Cas n°1 : l’objet désiré est vu comme une source de plaisir. Ici, on ne recherche pas la chose pour elle-même. On s’y intéresse pour les qualités qu’on lui attribue ou les avantages qu’on veut en tirer. C’est ce qui se passe quand on veut un téléphone parce qu’il est « beau », ou parce qu’on pense qu’il nous aidera à nous faire accepter par un groupe.
Cas n°2 : le simple fait de posséder l’objet est censé procurer du plaisir. Peu importe ce qu’on fait de l’objet ou ses caractéristiques, l’important est de le posséder. Les collectionneurs qui achètent l’édition spéciale d’un jeu vidéo sans l’ouvrir sont dans ce cas. Ils ne veulent pas l’édition spéciale pour l’utiliser. Leur plaisir vient de la possession, pas de l’usage.
Cas n°3 : le plaisir vient du simple fait de désirer. Ressentir du désir n’est pas toujours désagréable : on ressent une excitation, on se raconte des histoires, etc. Il y a un plaisir à désirer dont on peut être conscient. Certains vont même jusqu’à ne pas réaliser tous leurs désirs, pour profiter de leur état de désir.
Réaliser ses désirs
Il arrive qu’on obtienne l’objet désiré. On peut alors ressentir une forte satisfaction, du plaisir, mais aussi de la déception ou de la désillusion.
Face à l’objet, on prend conscience de l’écart entre la chose réelle et ce qu’on imaginait. L’aura de l’objet disparaît et nous ne le désirons plus. Sa banalité est flagrante : ça n’est qu’un téléphone, qu’une paire de sneakers. L’objet ne va pas résoudre tous nos problèmes, il n’est pas si merveilleux. C’est la déception.
Le risque d’être déçu conduit certains à ne pas réaliser tous leurs desirs. Ils jugent préférable de ne pas obtenir la chose souhaitée, car ils anticipent leur désillusion et reconnaissent l’irrationalité du désir. Ils savent que l’objet ne sera pas à la hauteur de leurs espérances et qu’il perdra son intérêt une fois obtenu.
Ce renoncement volontaire n’arrête pas le désir. L’individu continue d’être attiré par l’objet, mais il n’essaie plus de le posséder. Ce choix est parfois une façon de conserver son désir, de garder ses aspects agréables. Ça peut aussi être un moyen de contrôler son désir, de le calmer en refusant l’objet.
Maîtriser le désir
La tradition philosophique dévalorise souvent le désir. Il est rangé du côté du corps, de l’irrationnel. On le présente comme un obstacle : le désir nuit à l’autonomie et la liberté. Il freine la partie rationnelle de l’humain, il nous aliène et nous écarte de qui nous sommes vraiment.
Cette vision s’intègre dans un cadre de pensée qui dénigre le corps et la matière. L’humain est vu comme un être composé : il a une part rationnelle, voire immortelle, et une autre part physique, voire animale. Dans cette tradition, c’est bien sûr l’aspect rationnel qu’on valorise. Le désir est alors critiqué et combattu.

» Consignes
A - Dans le texte fourni, note tous les sentiments qu'on peut éprouver quand on obtient l'objet désiré.
B - D'après le texte fourni, d'où vient le plaisir des collectionneurs qui achètent l'édition spéciale d'un jeu vidéo sans l'ouvrir ?
C - Recopie le passage du texte fourni qui commence par « Maîtriser le désir » et va jusqu'à « critiqué et combattu. ».

» Bloc de données
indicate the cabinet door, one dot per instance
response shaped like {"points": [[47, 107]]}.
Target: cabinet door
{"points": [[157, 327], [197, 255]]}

» Réponses par consigne
A - Une forte satisfaction, du plaisir, de la déception, de la désillusion.

B - Leur plaisir vient de la possession, pas de l'usage.

C -
Maîtriser le désir
La tradition philosophique dévalorise souvent le désir. Il est rangé du côté du corps, de l’irrationnel. On le présente comme un obstacle : le désir nuit à l’autonomie et la liberté. Il freine la partie rationnelle de l’humain, il nous aliène et nous écarte de qui nous sommes vraiment.
Cette vision s’intègre dans un cadre de pensée qui dénigre le corps et la matière. L’humain est vu comme un être composé : il a une part rationnelle, voire immortelle, et une autre part physique, voire animale. Dans cette tradition, c’est bien sûr l’aspect rationnel qu’on valorise. Le désir est alors critiqué et combattu.